# Can anyone help?



## Aces-High (Nov 4, 2017)

I need to find a blank.  These are examples of what I need.  The one in front is the one I need.  I don't know where they came from, does anyone recognize them?

Thanks,

Jason


----------



## Monty (Nov 4, 2017)

They look like  perfectly clear blanks to me.


----------



## Aces-High (Nov 4, 2017)

I think I found them.  Spectraply Laminated Wood Pen Turning Blanks


----------



## Woodchipper (Nov 4, 2017)

Woodcraft is one place.


----------



## arkie (Nov 4, 2017)

Here is the manufacturer.  They can be difficult to deal witth unless you are buying in some quantity.  https://www.cwp-usa.com/collections...ts/spectraply-pen-blanks?variant=865636188185



Aces-High said:


> I think I found them.  Spectraply Laminated Wood Pen Turning Blanks


----------



## Aces-High (Nov 4, 2017)

View in Gallery


----------



## chartle (Nov 4, 2017)

Any of these fit the bill?

https://www.woodnwhimsies.com/spectraply.html


----------



## magpens (Nov 4, 2017)

I think that member LarryC had a large stock of Dymondwood he was trying to sell a few months ago. . That might do

http://www.penturners.org/forum/f165/dymondwood-148071/


----------

**Aim**
Translate the sentence "I think I found them." from the pen blank forum thread into Spanish.

**Provided data**
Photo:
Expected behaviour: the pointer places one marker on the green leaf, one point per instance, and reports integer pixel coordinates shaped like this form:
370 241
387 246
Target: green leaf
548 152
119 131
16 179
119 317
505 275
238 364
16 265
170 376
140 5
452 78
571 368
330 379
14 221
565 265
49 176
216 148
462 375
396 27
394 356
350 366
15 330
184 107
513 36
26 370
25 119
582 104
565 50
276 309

**Written response**
Creo que los encontré.